Source –
Les élections en Géorgie et en Moldavie: un contexte défavorable pour l’Occident global

par Rafael Poch-de-Feliu*

Les élites occidentales ne veulent pas comprendre que leur objectif de domination  sur les pays limitrophes de la Russie n’a plus d’avenir.

La tendance à s’orienter exclusivement vers l’Ouest est révolue dans les pays qui entourent la Russie. En Asie centrale, c’est déjà un fait établi, en Transcaucasie et en Moldavie, il existe différentes formes et variantes, et si aucune guerre majeure n’intervient, il en sera finalement de même dans les pays baltes, et qui sait, même en Pologne. Il ne s’agit pas ici de la prise de conscience croissante que la Russie ne perdra pas la guerre en Ukraine et qu’elle ne subira pas non plus la «défaite stratégique » prédite. Il s’agit encore moins de faire de Moscou le nouveau centre de gravité de ces pays, comme cela pourrait être le cas pour le Belarus. Le risque d’une nouvelle domination russe exclusive «de type soviétique» est l’un des mythes de la propagande occidentale. La simple réalité est que la Russie elle-même ne peut ni ne veut y revenir. Au contraire, depuis des décennies, elle est ouverte à un condominium avec d’autres puissances, dans lequel seraient définis certains équilibres et le respect de la souveraineté et de l’intégrité de ces pays.

Lignes enregistrées –
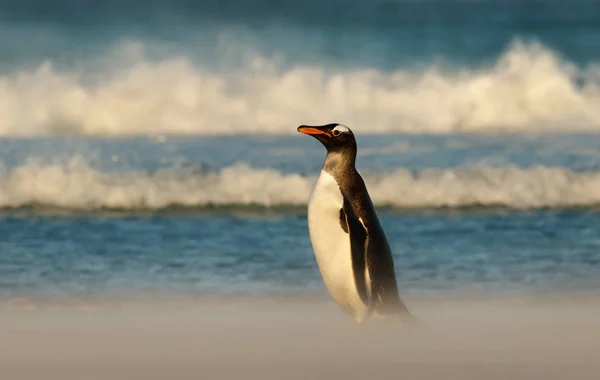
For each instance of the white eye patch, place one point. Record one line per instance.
(341, 128)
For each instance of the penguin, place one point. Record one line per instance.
(348, 240)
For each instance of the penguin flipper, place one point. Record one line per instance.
(358, 237)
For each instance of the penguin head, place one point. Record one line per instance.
(333, 136)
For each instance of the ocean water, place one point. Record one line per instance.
(150, 148)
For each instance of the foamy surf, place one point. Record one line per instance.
(75, 185)
(529, 88)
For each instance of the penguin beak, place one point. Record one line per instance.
(312, 131)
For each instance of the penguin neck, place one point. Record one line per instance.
(339, 161)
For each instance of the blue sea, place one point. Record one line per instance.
(149, 148)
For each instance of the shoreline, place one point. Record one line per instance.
(271, 339)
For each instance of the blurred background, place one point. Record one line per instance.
(150, 147)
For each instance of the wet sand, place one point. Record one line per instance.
(461, 339)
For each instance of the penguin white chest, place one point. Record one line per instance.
(331, 244)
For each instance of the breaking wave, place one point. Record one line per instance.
(529, 88)
(75, 185)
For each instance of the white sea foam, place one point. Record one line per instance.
(76, 185)
(529, 88)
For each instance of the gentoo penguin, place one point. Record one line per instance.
(349, 243)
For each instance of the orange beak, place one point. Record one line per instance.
(312, 131)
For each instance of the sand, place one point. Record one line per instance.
(287, 339)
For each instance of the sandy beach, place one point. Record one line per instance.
(275, 339)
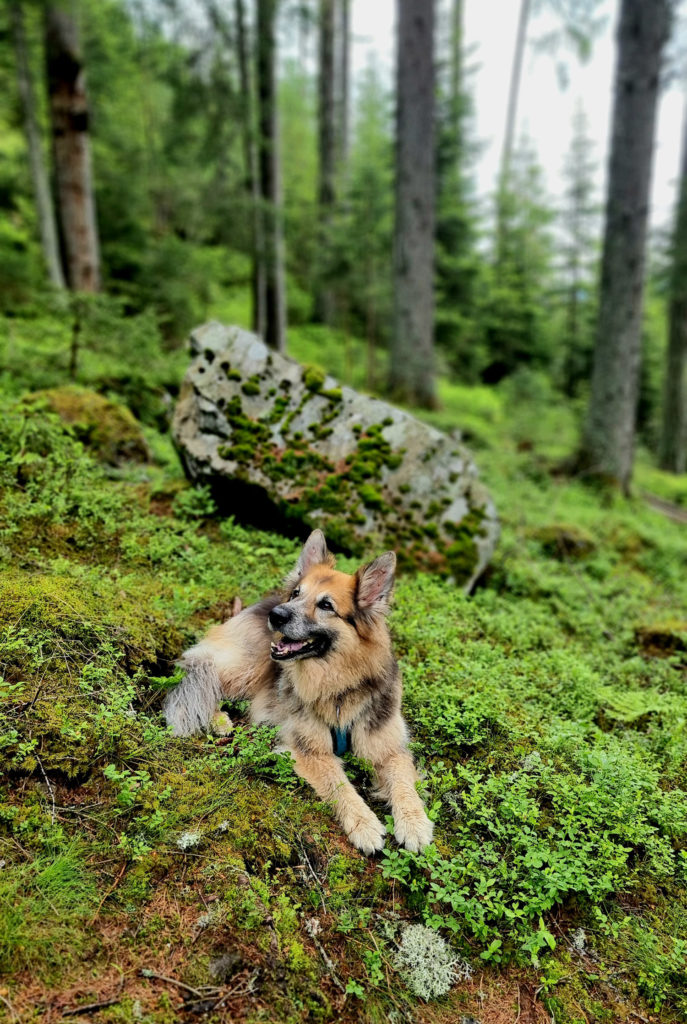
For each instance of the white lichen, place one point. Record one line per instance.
(427, 963)
(188, 840)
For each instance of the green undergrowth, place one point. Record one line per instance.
(548, 712)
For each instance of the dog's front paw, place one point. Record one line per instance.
(368, 835)
(414, 830)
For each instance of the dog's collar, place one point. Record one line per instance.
(341, 741)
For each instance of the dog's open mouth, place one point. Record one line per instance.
(285, 649)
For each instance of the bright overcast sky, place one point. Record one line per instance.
(545, 111)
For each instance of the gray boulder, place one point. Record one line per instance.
(282, 442)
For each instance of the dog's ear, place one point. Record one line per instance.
(375, 583)
(314, 552)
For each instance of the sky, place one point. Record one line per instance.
(545, 111)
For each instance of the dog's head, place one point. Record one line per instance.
(324, 609)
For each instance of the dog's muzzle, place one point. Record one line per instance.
(297, 641)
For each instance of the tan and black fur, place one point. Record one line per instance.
(312, 658)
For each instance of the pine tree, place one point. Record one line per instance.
(69, 115)
(673, 448)
(39, 171)
(270, 176)
(412, 368)
(578, 221)
(607, 443)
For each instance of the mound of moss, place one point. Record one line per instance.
(108, 429)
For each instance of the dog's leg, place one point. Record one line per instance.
(325, 773)
(396, 777)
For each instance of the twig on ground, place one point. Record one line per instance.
(49, 785)
(145, 973)
(109, 893)
(328, 963)
(91, 1007)
(12, 1011)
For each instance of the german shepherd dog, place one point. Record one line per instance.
(328, 679)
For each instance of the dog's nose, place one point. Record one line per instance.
(278, 616)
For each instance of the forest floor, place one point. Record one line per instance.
(149, 879)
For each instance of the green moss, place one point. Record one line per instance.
(313, 378)
(371, 497)
(103, 427)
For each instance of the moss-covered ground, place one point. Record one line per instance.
(159, 880)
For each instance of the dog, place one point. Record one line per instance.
(315, 659)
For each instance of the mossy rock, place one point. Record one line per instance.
(662, 639)
(105, 428)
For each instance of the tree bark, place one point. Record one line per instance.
(251, 171)
(674, 427)
(270, 176)
(457, 75)
(511, 121)
(39, 173)
(344, 84)
(69, 114)
(327, 146)
(412, 367)
(607, 445)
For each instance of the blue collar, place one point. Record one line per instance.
(341, 741)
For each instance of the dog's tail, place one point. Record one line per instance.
(190, 706)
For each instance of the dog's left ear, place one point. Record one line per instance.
(314, 552)
(375, 583)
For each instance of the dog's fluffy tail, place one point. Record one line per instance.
(190, 706)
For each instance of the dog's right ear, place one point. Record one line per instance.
(314, 552)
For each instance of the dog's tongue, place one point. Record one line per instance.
(288, 646)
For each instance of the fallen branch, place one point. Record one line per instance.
(145, 973)
(109, 893)
(90, 1007)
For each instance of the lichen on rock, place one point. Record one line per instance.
(369, 474)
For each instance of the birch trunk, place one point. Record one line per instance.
(39, 173)
(270, 176)
(69, 115)
(327, 146)
(412, 367)
(607, 445)
(251, 171)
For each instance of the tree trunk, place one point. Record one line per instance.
(251, 171)
(344, 84)
(457, 76)
(69, 114)
(39, 173)
(412, 367)
(607, 445)
(327, 145)
(270, 176)
(674, 426)
(511, 121)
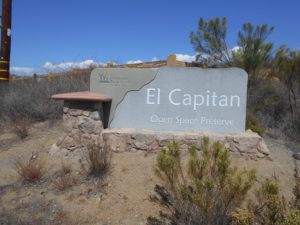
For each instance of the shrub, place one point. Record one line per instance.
(31, 99)
(207, 193)
(270, 207)
(30, 171)
(99, 159)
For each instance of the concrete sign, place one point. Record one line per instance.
(176, 99)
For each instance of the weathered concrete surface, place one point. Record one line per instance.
(121, 140)
(187, 99)
(116, 82)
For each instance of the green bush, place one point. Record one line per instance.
(206, 192)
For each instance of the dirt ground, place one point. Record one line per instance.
(121, 198)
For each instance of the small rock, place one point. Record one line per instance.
(296, 156)
(54, 149)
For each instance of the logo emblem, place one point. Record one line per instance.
(104, 78)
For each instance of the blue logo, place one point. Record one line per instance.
(104, 78)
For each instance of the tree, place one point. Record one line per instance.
(209, 41)
(253, 52)
(286, 65)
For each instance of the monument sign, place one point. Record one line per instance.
(175, 99)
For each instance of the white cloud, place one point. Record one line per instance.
(185, 57)
(236, 48)
(22, 70)
(134, 61)
(154, 59)
(73, 65)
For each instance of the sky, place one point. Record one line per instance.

Exercice proposé A – D'après l'article, dans quelle région la tendance à s'orienter exclusivement vers l'Ouest a-t-elle déjà disparu ?
Exercice proposé B – Recopiez mot pour mot le passage de l'article qui commence à « Les élections en » et se termine à « n’a plus d’avenir. ».

Réponse correcte A – En Asie centrale.

Réponse correcte B –
Les élections en Géorgie et en Moldavie: un contexte défavorable pour l’Occident global

par Rafael Poch-de-Feliu*

Les élites occidentales ne veulent pas comprendre que leur objectif de domination  sur les pays limitrophes de la Russie n’a plus d’avenir.